Continue the abstract on IL-10-secreting B cells in rheumatoid arthritis, starting right after its last sentence.

| Excerpted text |
= = = =

Background The regulatory function of B cells is beginning to be understood, and several subsets of regulatory B cells have been suggested. A recent study suggested that the human B cell secreting IL-10 may have a central role in the regulatory function in immune system. However, the roles of regulatory B cells secreting IL-10 (B10 cells) was not established in rheumatoid arthritis (RA) pathogenesis.

Objectives To know the exact status of IL-10+ B cells, we investigated the induction of B10 cells in the RA patients and analyzed disease activity.

Methods CD19+ cells in peripheral blood mononuclear cells were purified from blood samples of RA patients and age and sex matched healthy controls, and stimulated with CD40 ligand and CpG for 48 hours. Intracellular IL-10 was analyzed using flow cytometry.

= = = =

(Natural-language object grounding data)

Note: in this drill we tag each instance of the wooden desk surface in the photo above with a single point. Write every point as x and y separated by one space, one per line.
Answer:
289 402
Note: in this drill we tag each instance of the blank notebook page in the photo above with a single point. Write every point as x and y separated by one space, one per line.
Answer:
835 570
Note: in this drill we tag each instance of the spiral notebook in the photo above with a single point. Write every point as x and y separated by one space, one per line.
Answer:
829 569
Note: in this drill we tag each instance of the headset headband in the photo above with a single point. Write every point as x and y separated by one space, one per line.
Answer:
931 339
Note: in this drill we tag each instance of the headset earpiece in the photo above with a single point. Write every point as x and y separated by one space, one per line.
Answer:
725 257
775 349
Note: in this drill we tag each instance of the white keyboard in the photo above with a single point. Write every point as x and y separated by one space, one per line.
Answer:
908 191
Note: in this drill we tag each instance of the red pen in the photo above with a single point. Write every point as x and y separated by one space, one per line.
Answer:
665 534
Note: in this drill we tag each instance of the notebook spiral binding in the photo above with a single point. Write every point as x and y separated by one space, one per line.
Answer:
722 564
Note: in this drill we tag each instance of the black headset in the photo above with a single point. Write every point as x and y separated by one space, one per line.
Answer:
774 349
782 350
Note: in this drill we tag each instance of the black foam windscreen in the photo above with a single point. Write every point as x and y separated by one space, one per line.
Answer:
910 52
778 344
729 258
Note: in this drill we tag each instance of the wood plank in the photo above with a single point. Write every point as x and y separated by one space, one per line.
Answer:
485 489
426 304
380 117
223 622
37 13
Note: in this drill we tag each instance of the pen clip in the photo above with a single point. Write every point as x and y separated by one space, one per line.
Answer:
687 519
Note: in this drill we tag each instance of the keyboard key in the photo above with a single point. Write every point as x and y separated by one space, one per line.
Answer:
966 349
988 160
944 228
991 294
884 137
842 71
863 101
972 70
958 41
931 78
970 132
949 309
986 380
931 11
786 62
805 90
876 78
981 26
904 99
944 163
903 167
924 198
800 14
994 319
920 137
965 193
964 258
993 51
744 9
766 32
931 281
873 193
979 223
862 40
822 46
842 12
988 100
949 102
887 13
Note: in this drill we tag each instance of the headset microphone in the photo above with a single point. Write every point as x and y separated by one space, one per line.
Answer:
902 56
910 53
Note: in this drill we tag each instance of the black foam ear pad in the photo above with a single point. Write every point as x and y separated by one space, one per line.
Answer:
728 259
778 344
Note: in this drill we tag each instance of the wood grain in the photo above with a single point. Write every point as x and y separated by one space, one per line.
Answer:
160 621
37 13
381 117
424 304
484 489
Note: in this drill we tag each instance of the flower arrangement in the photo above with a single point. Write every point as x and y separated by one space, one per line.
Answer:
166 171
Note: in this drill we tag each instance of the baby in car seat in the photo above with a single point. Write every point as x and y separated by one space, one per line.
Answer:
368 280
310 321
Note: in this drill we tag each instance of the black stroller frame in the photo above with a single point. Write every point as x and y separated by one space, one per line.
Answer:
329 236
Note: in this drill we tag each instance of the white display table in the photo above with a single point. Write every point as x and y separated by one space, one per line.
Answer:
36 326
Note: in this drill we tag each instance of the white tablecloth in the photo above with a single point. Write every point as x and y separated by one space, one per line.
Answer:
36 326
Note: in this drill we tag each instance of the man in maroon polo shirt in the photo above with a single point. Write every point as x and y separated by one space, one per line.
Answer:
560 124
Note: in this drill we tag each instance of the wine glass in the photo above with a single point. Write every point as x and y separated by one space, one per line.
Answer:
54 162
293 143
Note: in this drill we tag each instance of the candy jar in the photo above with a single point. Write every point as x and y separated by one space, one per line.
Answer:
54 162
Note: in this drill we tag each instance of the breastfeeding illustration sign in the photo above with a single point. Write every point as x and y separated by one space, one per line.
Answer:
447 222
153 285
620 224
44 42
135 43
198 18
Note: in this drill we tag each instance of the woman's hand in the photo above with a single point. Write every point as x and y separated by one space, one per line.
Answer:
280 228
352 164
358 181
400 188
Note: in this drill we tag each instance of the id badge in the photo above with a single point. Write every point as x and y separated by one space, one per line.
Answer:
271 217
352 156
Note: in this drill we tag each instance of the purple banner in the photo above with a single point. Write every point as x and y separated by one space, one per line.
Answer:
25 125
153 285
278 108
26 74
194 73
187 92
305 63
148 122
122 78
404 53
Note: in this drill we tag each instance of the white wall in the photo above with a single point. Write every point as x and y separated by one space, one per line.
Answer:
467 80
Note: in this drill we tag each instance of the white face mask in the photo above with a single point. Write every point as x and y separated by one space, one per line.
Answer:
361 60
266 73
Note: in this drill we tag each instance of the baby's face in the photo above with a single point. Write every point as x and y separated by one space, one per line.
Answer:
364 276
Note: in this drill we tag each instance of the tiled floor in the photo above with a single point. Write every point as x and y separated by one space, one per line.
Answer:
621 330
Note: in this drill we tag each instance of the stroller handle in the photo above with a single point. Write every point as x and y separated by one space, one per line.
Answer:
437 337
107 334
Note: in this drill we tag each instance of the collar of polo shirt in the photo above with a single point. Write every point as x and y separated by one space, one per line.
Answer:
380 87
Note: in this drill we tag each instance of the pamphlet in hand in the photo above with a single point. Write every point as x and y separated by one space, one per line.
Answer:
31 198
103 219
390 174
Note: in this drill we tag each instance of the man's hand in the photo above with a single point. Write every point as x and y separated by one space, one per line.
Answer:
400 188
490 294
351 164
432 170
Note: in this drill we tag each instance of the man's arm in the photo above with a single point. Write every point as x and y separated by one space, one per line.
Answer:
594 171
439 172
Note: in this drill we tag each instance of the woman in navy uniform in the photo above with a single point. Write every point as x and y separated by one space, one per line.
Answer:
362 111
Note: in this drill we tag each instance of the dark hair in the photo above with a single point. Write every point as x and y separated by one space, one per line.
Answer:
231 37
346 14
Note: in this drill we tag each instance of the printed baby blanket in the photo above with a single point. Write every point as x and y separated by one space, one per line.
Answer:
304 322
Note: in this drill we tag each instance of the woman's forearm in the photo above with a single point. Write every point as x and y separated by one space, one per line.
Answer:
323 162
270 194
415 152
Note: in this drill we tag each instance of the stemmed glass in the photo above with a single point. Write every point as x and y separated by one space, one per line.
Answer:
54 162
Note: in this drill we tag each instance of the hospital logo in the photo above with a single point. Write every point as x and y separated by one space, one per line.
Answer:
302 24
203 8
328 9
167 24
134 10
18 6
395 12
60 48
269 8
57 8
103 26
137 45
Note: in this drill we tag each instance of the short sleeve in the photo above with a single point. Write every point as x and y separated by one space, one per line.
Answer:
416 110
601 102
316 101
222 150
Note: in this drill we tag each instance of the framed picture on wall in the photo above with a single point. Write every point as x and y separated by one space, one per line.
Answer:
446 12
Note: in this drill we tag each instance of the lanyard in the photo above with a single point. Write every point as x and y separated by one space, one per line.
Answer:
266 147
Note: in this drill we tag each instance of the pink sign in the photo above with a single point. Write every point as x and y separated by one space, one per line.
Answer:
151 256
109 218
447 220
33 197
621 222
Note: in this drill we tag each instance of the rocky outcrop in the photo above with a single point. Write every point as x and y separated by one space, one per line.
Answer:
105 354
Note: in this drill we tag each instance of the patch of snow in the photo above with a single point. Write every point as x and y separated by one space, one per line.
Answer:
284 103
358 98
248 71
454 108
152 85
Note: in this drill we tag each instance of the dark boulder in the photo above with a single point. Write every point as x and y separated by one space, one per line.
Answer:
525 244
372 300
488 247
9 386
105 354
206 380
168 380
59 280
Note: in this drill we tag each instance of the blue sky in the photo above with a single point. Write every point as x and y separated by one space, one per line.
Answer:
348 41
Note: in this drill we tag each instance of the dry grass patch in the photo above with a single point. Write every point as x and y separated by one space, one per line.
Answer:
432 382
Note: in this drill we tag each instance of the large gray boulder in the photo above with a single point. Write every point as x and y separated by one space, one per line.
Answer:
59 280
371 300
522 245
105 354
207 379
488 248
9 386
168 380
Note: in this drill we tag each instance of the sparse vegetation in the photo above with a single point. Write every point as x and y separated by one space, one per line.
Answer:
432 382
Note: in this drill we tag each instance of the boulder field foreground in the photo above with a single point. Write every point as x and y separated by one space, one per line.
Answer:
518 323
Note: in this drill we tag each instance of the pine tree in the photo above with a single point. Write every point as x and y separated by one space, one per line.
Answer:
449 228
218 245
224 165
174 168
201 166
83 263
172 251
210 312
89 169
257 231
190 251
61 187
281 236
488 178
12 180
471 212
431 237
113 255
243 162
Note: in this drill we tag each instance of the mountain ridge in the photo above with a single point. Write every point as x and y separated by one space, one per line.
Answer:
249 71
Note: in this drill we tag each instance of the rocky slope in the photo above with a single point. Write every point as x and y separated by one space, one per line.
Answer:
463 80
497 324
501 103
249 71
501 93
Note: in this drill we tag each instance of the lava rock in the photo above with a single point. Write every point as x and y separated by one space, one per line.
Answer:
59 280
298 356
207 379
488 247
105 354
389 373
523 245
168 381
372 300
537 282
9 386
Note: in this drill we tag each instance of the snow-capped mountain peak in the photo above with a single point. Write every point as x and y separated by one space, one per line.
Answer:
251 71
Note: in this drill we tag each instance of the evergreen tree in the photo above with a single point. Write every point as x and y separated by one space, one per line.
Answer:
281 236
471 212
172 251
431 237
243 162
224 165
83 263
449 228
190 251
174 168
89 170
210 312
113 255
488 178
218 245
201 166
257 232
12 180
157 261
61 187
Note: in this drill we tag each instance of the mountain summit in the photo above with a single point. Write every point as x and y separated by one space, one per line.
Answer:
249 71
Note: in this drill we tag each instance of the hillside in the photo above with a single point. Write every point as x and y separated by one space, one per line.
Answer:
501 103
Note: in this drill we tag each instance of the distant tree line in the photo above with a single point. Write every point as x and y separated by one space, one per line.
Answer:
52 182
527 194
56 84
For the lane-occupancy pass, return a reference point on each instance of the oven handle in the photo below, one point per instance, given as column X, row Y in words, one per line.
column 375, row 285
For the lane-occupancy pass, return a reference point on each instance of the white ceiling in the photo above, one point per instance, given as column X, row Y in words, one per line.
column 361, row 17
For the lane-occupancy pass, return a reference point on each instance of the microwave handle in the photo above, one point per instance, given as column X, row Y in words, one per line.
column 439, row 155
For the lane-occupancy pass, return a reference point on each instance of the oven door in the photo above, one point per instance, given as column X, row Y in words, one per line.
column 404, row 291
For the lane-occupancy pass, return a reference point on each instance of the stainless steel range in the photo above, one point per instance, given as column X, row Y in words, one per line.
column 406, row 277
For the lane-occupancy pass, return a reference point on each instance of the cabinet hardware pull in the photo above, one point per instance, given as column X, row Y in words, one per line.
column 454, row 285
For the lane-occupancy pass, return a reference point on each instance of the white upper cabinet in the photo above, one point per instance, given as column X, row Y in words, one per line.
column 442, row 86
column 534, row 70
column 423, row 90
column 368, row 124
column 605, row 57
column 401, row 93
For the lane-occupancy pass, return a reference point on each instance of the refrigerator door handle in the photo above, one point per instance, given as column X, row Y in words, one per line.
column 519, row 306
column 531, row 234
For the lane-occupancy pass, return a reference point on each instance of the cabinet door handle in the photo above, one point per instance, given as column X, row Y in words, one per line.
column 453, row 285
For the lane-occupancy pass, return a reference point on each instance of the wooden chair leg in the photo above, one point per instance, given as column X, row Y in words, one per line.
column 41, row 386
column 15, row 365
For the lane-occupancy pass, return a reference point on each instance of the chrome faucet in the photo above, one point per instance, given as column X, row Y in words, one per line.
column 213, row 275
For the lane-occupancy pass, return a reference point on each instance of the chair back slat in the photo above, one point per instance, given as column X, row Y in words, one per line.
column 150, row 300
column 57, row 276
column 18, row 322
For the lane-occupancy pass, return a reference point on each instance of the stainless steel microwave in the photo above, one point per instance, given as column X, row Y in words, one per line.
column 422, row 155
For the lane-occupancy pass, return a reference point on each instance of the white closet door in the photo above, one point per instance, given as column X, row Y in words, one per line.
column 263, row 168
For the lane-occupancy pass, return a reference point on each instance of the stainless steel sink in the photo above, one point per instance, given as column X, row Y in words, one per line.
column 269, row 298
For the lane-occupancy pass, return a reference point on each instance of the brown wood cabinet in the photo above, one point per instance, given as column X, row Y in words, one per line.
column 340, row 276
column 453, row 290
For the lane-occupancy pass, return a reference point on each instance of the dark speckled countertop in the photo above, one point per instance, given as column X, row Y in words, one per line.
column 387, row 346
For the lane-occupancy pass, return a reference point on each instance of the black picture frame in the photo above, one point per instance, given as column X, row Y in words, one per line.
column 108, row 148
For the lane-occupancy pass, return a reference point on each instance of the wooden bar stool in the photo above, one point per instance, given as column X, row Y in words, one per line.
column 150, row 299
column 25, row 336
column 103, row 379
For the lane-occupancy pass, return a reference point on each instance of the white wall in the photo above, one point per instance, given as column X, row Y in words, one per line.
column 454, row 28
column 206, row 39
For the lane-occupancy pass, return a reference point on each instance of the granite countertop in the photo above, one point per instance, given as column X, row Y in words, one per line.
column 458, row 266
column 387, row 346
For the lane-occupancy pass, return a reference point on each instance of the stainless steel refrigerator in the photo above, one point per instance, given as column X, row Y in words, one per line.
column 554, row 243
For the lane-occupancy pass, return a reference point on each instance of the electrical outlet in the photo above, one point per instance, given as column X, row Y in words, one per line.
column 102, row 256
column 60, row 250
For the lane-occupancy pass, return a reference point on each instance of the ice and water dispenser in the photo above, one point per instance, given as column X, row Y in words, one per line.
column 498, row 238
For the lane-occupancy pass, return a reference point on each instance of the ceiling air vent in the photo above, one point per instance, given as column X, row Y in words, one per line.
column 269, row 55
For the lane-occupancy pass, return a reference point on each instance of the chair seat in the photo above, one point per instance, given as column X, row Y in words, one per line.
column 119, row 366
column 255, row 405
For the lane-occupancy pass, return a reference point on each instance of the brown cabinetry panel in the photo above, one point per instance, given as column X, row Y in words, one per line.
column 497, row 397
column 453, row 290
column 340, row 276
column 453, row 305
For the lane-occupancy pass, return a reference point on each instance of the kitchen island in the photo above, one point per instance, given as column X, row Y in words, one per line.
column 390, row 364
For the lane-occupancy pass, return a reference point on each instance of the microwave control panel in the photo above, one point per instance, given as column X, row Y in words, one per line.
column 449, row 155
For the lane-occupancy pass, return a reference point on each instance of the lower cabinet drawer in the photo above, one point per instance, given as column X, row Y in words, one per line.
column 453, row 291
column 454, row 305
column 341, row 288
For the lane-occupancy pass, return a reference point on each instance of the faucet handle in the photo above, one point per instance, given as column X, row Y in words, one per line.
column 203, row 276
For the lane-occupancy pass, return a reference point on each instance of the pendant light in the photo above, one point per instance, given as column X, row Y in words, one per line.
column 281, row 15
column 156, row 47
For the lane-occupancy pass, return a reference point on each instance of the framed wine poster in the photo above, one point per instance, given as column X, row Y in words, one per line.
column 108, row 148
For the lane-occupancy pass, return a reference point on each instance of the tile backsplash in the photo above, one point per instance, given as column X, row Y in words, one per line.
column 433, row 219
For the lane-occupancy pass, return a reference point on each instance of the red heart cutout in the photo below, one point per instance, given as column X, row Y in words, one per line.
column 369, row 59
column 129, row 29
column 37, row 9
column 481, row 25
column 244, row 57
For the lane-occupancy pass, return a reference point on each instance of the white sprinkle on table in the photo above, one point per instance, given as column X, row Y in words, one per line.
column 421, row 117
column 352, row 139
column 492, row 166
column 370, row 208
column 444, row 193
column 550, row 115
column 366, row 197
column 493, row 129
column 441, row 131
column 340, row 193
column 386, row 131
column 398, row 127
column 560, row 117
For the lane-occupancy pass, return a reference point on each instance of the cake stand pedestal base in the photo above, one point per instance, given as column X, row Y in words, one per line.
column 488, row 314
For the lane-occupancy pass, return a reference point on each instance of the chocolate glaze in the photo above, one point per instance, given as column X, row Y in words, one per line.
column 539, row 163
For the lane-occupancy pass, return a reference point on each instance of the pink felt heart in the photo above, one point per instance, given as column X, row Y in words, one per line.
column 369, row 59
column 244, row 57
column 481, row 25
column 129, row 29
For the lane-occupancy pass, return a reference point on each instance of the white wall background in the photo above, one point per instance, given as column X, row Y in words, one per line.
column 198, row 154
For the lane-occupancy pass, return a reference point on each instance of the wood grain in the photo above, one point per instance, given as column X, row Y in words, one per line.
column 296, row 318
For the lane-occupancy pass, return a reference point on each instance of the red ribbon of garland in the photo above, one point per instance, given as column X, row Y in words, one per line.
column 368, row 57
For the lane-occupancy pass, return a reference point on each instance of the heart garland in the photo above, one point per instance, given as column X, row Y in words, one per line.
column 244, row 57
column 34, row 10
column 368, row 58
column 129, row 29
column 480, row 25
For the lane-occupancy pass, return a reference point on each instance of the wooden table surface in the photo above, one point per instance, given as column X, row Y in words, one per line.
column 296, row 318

= = = =

| Result of the exercise |
Results The proportion of IL-10+ B cells to total B cells in RA patients was significantly higher than those in controls (RA, 4.44% ± 3.44% vs. healthy control 2.44% ± 1.64%, p = 0.033). However, the proportion of IL-10+ B cells to total B cells was correlated negatively with disease activity (r = –0.398, p = 0.040). Although age was correlated with IL-10+ B cells positively (r = –0.525, p = 0.004), age was also correlated with disease activity (r = 0.409, p = 0.031) in RA patients in this study. In healthy controls, age was not correlated with IL-10+ B cells (r = 0.035, p = 0.895). Thus, the association could be attributed to disease activity. To evaluate the effect of soluble factors in serum, IL-10+ B cell was induced with adding patients’ serum. The proportion of IL-10+ B cells was increased with serum. However, there were no differences between active RA and inactive RA group.

Conclusions The proportion of induced IL-10+ B cell increased in RA patients compared to healthy control and was negatively correlated with disease activity in rheumatoid arthritis. Adding active and inactive RA patients’ sera, the proportion of IL-10+ B cell did not different between two groups.